### Brief
Write out the entries again exactly as they are given.

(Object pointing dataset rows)
• • • • •
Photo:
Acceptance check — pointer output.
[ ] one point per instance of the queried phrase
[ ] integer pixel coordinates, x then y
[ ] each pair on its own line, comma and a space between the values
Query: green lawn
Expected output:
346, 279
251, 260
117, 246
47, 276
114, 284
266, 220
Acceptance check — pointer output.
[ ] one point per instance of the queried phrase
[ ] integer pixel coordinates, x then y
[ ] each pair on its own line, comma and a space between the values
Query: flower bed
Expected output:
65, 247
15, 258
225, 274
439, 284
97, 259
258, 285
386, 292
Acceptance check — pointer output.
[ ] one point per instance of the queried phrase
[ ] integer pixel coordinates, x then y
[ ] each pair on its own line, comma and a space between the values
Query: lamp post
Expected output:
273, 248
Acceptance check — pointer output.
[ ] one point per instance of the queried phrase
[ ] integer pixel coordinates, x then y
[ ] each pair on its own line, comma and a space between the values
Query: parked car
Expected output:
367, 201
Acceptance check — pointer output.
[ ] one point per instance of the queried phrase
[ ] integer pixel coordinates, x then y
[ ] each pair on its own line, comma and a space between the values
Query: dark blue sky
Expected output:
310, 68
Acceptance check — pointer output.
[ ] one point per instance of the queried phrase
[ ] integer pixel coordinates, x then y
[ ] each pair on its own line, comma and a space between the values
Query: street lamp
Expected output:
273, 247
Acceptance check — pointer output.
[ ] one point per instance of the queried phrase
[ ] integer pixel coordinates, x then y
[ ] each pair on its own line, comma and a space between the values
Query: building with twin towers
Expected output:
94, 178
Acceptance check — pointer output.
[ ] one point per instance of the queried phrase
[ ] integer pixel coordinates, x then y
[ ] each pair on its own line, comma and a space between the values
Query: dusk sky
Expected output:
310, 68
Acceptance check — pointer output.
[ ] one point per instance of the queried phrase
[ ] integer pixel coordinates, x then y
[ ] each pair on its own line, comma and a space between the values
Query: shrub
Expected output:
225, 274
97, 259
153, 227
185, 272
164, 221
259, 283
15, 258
• • • • •
### Answer for the task
Photo:
Acceptance check — pointer output.
[ ] one point per instance of the queried phrase
[ ] integer pixel coordinates, x then y
[ ] each pair on its own line, comma and a space between the values
Query: green lawn
Expected output:
346, 279
251, 260
117, 246
47, 276
114, 284
266, 220
Acceptance check — pointer output.
[ ] one point per instance of the queried phrase
[ ] integer pixel coordinates, x then y
[ ] each pair on its own line, comma and a space between the values
Query: flower bed
Expected output:
65, 247
15, 258
225, 274
439, 284
97, 259
258, 285
386, 292
Acceptance check — pointer output.
[ ] one point per instance of the queried phrase
[ ] integer pixel coordinates, x then y
[ ] each pair on its own line, comma and a space between the values
Query: lamp post
Expected output:
273, 248
Acceptance check — pointer output.
[ ] one point per instance of the queried phrase
[ ] integer pixel coordinates, x then y
[ ] each pair on its own line, comma and a space between the values
Query: parked car
Expected output:
367, 201
Acceptance check — pointer output.
[ ] one point per instance of the queried phrase
[ ] integer pixel coordinates, x then y
[ ] each pair on its own line, comma and a space between the values
Query: dark blue sky
Expected output:
310, 68
Acceptance check — pointer output.
[ ] one point per instance of the queried phrase
[ ] integer pixel coordinates, x then y
[ ] each pair on its own line, comma and a space between the values
Query: street lamp
Expected output:
273, 247
Acceptance check — pointer output.
[ ] one point per instance of the queried phrase
[ ] integer pixel coordinates, x then y
[ ] each pair on its own line, comma and a space between the values
Query: building with twin towers
Expected output:
94, 178
Acceptance check — pointer output.
[ ] one point per instance of the queried phrase
[ ] integer pixel coordinates, x then y
[ ] each pair on its own line, comma and a space between the values
Query: dusk sky
Expected output:
310, 68
Acceptance check — pointer output.
[ ] one point per instance of the queried phrase
[ ] integer pixel coordinates, x then y
[ ] each pair on its own line, comma and a space between the values
Query: shrub
Expected output:
225, 274
97, 259
153, 227
185, 272
164, 221
259, 283
15, 258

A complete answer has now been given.